Stored data
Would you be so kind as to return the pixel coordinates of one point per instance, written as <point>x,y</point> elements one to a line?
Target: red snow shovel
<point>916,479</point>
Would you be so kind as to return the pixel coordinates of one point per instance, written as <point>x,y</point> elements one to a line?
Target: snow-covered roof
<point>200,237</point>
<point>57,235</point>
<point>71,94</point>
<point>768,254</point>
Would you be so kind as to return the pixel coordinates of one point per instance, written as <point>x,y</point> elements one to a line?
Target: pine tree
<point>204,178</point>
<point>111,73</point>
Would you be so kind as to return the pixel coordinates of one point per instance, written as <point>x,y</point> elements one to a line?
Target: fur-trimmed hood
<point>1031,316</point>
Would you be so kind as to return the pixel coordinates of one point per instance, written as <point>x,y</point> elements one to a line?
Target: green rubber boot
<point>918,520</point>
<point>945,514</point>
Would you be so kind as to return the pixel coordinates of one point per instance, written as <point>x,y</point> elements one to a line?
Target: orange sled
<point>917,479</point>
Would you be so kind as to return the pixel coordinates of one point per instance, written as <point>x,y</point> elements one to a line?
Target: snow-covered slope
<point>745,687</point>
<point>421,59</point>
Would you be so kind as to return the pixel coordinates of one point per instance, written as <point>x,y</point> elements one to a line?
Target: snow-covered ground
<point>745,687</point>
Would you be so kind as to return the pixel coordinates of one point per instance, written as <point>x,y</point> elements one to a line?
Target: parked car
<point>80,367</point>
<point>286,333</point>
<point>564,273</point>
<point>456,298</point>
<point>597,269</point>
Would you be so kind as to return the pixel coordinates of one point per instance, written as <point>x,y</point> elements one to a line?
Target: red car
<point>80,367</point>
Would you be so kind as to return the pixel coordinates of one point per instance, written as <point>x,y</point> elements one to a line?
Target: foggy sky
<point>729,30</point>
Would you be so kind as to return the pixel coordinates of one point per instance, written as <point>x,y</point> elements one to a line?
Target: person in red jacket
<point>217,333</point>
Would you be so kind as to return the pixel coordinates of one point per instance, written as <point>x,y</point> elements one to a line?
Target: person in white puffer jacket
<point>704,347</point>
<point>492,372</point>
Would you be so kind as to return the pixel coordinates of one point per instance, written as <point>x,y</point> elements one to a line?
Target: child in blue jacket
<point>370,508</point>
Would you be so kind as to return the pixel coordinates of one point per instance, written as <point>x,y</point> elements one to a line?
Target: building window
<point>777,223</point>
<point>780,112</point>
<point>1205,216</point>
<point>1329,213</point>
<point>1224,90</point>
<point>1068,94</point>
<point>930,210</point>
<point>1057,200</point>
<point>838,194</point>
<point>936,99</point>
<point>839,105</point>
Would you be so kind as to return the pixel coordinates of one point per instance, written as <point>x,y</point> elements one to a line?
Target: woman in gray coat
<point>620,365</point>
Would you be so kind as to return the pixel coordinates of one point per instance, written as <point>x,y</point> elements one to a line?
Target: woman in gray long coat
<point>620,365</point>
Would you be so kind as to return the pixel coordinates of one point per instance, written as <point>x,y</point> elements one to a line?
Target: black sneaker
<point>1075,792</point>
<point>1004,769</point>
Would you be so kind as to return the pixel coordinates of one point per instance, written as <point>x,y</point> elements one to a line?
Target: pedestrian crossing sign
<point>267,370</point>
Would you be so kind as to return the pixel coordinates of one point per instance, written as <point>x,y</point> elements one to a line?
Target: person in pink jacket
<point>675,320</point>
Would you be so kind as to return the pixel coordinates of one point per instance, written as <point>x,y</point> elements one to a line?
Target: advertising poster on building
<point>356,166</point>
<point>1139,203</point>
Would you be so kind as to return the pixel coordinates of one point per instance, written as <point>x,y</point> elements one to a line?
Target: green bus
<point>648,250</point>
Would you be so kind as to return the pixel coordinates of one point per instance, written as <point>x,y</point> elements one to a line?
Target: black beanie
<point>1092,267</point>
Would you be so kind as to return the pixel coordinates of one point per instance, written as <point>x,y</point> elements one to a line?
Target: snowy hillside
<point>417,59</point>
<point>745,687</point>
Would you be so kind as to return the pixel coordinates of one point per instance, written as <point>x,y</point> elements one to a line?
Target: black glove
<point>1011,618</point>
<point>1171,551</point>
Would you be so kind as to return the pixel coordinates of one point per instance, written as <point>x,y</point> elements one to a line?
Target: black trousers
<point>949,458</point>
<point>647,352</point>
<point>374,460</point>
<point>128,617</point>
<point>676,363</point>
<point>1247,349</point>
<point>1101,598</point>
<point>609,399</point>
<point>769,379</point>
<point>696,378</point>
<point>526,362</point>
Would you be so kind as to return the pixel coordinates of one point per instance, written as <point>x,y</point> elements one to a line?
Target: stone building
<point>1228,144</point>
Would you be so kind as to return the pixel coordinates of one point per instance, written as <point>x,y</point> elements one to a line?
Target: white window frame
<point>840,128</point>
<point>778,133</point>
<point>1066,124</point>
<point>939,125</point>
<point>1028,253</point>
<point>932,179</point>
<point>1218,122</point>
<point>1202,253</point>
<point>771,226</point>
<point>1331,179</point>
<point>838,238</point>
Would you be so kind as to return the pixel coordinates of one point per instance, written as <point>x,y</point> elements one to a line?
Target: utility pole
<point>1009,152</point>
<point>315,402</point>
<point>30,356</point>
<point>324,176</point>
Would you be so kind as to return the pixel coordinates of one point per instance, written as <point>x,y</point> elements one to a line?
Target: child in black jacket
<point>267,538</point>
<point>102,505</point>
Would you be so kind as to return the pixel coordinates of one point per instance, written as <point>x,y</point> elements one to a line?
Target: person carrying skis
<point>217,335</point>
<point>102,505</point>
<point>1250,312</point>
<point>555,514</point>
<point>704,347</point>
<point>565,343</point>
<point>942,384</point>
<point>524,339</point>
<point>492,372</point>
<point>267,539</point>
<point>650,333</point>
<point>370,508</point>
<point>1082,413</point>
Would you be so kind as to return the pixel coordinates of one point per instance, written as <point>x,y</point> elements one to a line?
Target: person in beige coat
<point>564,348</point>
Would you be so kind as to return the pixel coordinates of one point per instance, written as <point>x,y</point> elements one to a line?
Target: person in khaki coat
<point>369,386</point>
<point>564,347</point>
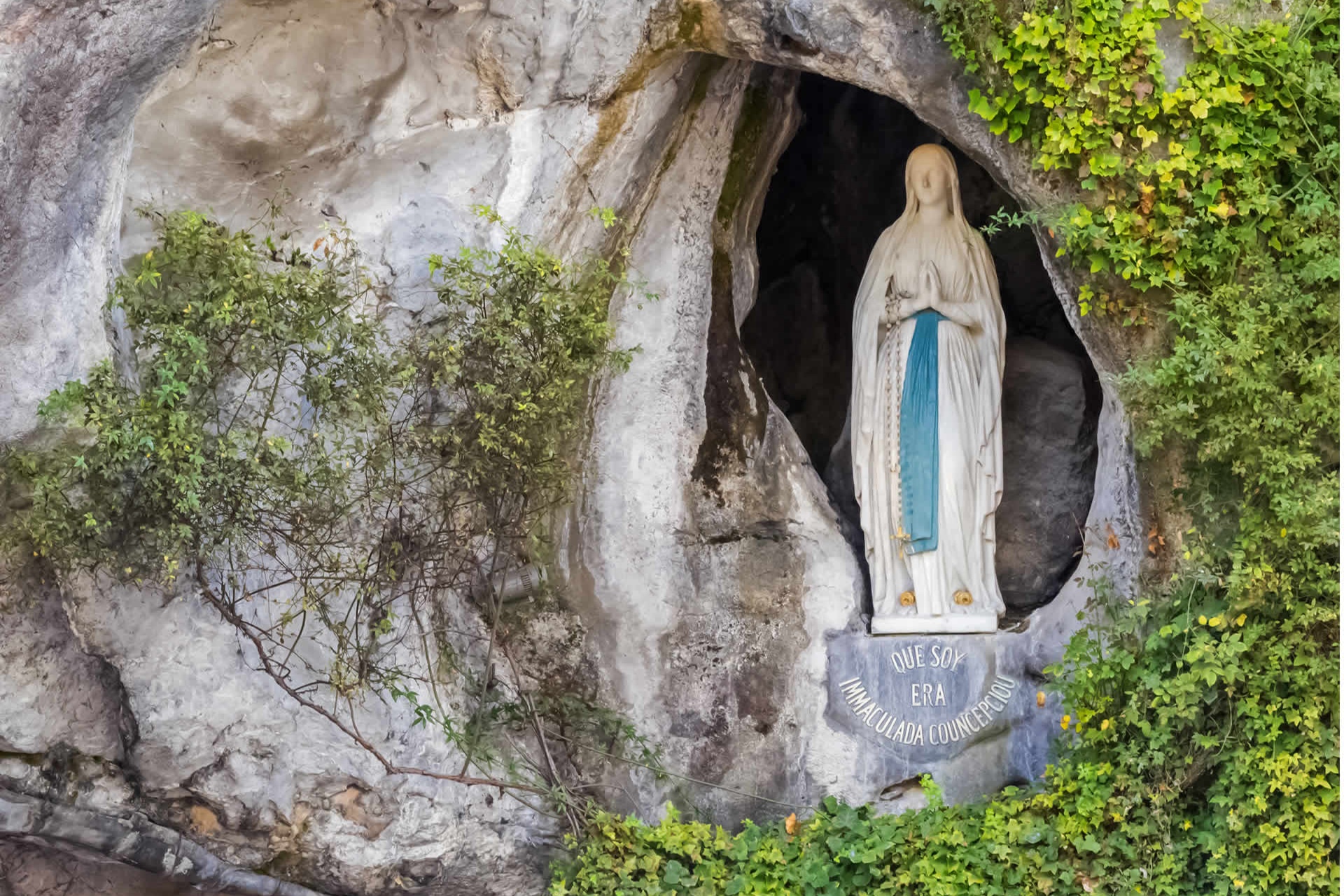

TASK TO CARRY OUT. Reproduce the listing above word for word, leaving out the pictures.

TASK RESPONSE.
Would you be so kind as to return the pixel coordinates of one point per instance, written as <point>x,y</point> elements one to a line?
Target: red snow shovel
<point>916,479</point>
Would you be so kind as to return the pixel coordinates of one point per instance, written as <point>x,y</point> elements one to a line?
Target: snow-covered roof
<point>200,237</point>
<point>57,235</point>
<point>71,94</point>
<point>768,254</point>
Would you be so kind as to return the pixel coordinates of one point per instance, written as <point>x,y</point> elements one to a line?
Target: pine tree
<point>204,178</point>
<point>111,73</point>
Would you be so kind as to return the pixel coordinates of one point per instance, written as <point>x,y</point> elements one to a line?
Target: fur-trimmed hood
<point>1031,316</point>
Would you be so kind as to return the pixel coordinates of one point per instance, written as <point>x,y</point> elements one to a line?
Target: green rubber boot
<point>918,520</point>
<point>945,514</point>
Would you be so kind as to return the pixel coordinates of one point per instance, written as <point>x,y</point> elements one to a line?
Target: orange sled
<point>917,479</point>
Would you be so kind as to return the pixel coordinates of one point per instance, written as <point>x,y</point> elements one to a line?
Target: snow-covered slope
<point>745,687</point>
<point>421,59</point>
Would you be so kind as to return the pixel coordinates of one point per instance, written as <point>x,y</point> elements one to a line?
Target: snow-covered ground
<point>745,687</point>
Would you be so kind as to return the pixel coordinates of one point per instance, written as <point>x,y</point> elements one to a line?
Target: parked car
<point>80,367</point>
<point>286,333</point>
<point>564,273</point>
<point>456,298</point>
<point>597,269</point>
Would you be so kind as to return the pixel coordinates of one point per instance, written as <point>x,y</point> elements one to a line?
Target: red car
<point>80,367</point>
Would you be so kind as to return the pixel coordinates of one point per instance, written as <point>x,y</point> elements one to a line?
Target: foggy sky
<point>729,30</point>
Would you be so kind as to return the pixel coordinates of one point per instance, written as <point>x,y</point> elements one to a line?
Target: person in red jacket
<point>217,333</point>
Would you be so kind as to return the pixel coordinates of one point per instance, written as <point>x,y</point> elements one to a line?
Target: person in white puffer jacket
<point>704,347</point>
<point>492,372</point>
Would you be so kind as to return the pixel coordinates of one point per instance, written as <point>x,y</point> elements one to a line?
Target: child in blue jacket
<point>370,508</point>
Would you be so kind as to return the pixel coordinates of one point per instance, written as <point>x,y</point> elements one to a line?
Target: building window
<point>777,223</point>
<point>780,112</point>
<point>1205,216</point>
<point>1329,213</point>
<point>1224,90</point>
<point>1068,94</point>
<point>930,210</point>
<point>1057,200</point>
<point>838,194</point>
<point>936,99</point>
<point>839,105</point>
Would you be so kind as to return the pixel coordinates of one point per instance, written as <point>x,y</point> elements one to a line?
Target: woman in gray coat
<point>620,365</point>
Would you be so kind as to return the pixel coordinates of one point per instance, written as <point>x,y</point> elements one to a line?
Target: woman in gray long coat
<point>620,365</point>
Would you be so kind as to return the pixel coordinates of one point per instance, written as <point>x,y</point> elements one to a line?
Target: black sneaker
<point>1075,792</point>
<point>1004,769</point>
Would you be so kind as to return the pixel coordinates of one point per instance, written as <point>x,y</point> elements one to a line?
Target: pedestrian crossing sign
<point>267,370</point>
Would you be so kind as to return the pixel coordinates of one point per instance, written as <point>x,y</point> elements one to a line?
Target: person in pink jacket
<point>675,320</point>
Would you be so kind as to return the pixel coordinates of one point per instance, written as <point>x,y</point> elements one to a line?
Target: advertising poster on building
<point>356,166</point>
<point>1139,203</point>
Would you be so kind as to return the pixel coordinates of one point per instance, written as <point>x,y</point> elements one to a line?
Target: green bus
<point>648,250</point>
Would you be so kind as to return the pixel coordinates of one point per instance, written as <point>x,y</point> elements one to a line?
Target: black beanie
<point>1092,267</point>
Would you be so kind as to return the pixel coordinates of one point per instance, written as <point>x,y</point> elements one to a line?
Target: snowy hillside
<point>417,59</point>
<point>745,687</point>
Would you be so kind as to return the pixel coordinates of one point per instance, written as <point>x,y</point> elements one to a line?
Target: black glove
<point>1011,618</point>
<point>1171,551</point>
Would you be so kind as to return the pixel coordinates of one point per instance, written as <point>x,y</point> elements one to a line?
Target: black trousers
<point>949,458</point>
<point>647,352</point>
<point>374,460</point>
<point>128,617</point>
<point>676,363</point>
<point>1247,349</point>
<point>1101,598</point>
<point>609,399</point>
<point>769,379</point>
<point>696,378</point>
<point>526,362</point>
Would you be so kind as to return the pixel coordinates of one point per instance, written as <point>x,y</point> elements one to a line?
Target: stone building
<point>1228,144</point>
Would you be so kind as to return the pixel coordinates of one point per instance, written as <point>x,y</point> elements one to a line?
Target: white window frame
<point>840,128</point>
<point>778,133</point>
<point>1066,124</point>
<point>939,125</point>
<point>1028,253</point>
<point>932,179</point>
<point>1218,122</point>
<point>1202,253</point>
<point>771,226</point>
<point>1331,179</point>
<point>838,238</point>
Would you be so kind as to return the pixel coordinates of one point per instance, written as <point>x,y</point> elements one to a line?
Target: utility pole
<point>1009,152</point>
<point>315,402</point>
<point>30,356</point>
<point>324,176</point>
Would you be so kind as to return the pixel coordinates of one point per instance, written as <point>x,y</point> elements one to a line?
Target: child in black jacket
<point>267,538</point>
<point>102,505</point>
Would you be so kind as to return the pixel coordinates of one point per instance, written as <point>x,y</point> elements one to a line?
Target: person carrying skis
<point>217,335</point>
<point>102,505</point>
<point>1250,312</point>
<point>555,514</point>
<point>704,347</point>
<point>565,343</point>
<point>942,384</point>
<point>524,339</point>
<point>492,372</point>
<point>267,539</point>
<point>650,333</point>
<point>370,508</point>
<point>1082,413</point>
Would you be so kind as to return the pixel coordinates of one point per instance, written as <point>x,y</point> elements one to a line?
Target: person in beige coat
<point>564,348</point>
Would you be so kind as to return the pixel coordinates of one point per instance, written as <point>x,y</point> elements one to a line?
Target: person in khaki coat
<point>369,386</point>
<point>564,347</point>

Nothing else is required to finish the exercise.